Objective:
Count the lines in the records below that contain the word "target". Reply with the number alone.

------------------------------

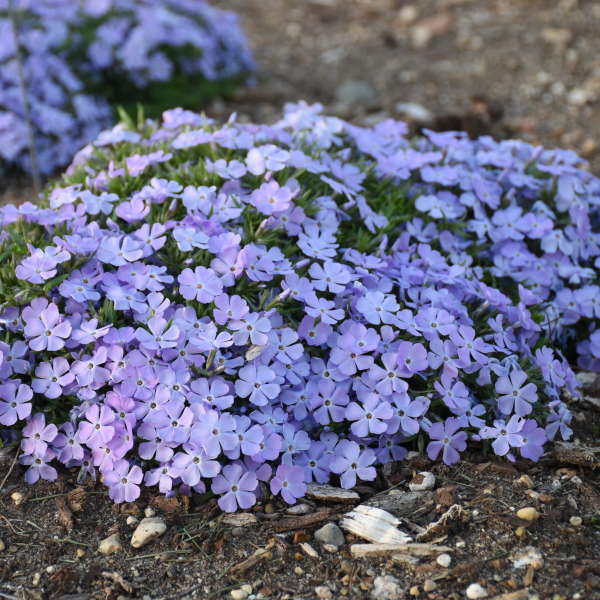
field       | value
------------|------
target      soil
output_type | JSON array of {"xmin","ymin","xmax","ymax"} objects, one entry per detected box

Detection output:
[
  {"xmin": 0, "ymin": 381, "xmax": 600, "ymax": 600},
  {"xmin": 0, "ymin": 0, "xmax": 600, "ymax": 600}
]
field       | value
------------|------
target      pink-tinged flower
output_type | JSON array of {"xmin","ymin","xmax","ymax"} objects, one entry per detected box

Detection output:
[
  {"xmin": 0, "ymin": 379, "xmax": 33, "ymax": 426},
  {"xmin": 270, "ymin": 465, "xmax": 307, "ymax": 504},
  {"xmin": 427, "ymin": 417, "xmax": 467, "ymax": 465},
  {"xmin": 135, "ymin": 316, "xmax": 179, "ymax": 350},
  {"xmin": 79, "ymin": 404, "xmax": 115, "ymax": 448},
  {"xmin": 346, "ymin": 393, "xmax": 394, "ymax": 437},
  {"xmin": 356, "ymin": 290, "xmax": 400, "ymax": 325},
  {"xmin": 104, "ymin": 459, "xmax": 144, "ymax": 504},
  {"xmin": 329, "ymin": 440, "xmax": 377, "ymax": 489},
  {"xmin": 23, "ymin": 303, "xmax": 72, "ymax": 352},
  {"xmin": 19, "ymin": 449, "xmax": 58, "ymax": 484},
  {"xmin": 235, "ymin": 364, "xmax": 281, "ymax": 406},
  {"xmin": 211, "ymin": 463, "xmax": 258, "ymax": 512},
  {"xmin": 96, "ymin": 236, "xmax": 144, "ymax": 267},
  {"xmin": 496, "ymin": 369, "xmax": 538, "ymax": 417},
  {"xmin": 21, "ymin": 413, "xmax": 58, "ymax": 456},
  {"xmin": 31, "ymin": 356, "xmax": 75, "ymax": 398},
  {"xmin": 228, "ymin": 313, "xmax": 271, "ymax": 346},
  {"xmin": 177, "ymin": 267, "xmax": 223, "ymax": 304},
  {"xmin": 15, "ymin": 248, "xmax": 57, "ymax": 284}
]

------------------------------

Task result:
2